Photo-based referring expression data:
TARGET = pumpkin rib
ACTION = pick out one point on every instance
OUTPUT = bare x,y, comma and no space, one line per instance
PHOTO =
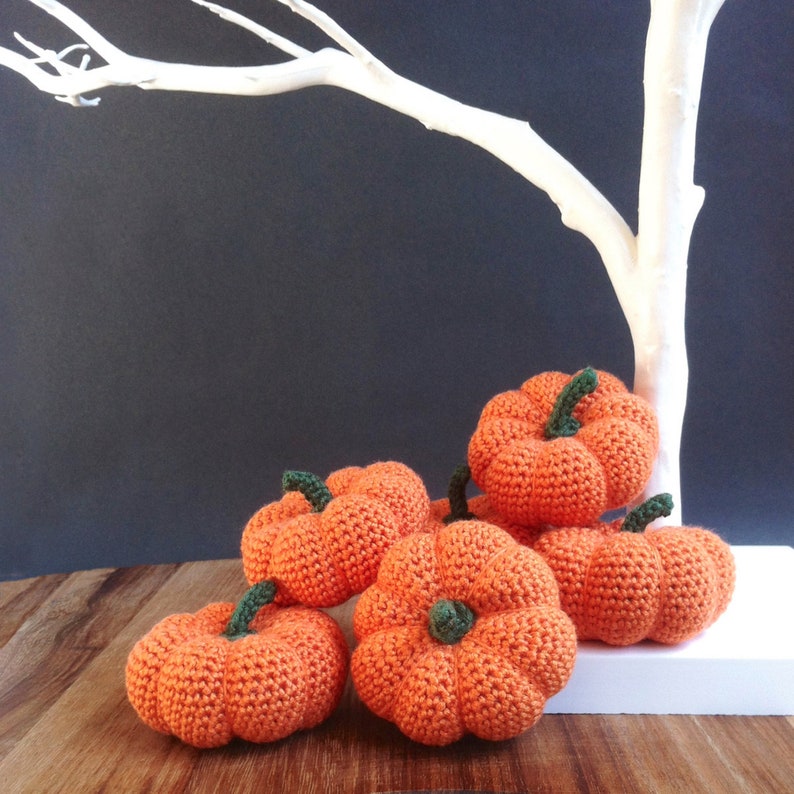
507,662
444,575
375,639
471,708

▸ Task instructions
Copy all the lines from the data above that hold the word "instance".

▸ Output of the task
ACTION = pick out one point on every instance
OUTPUT = bare x,y, comma and no space, one line per instance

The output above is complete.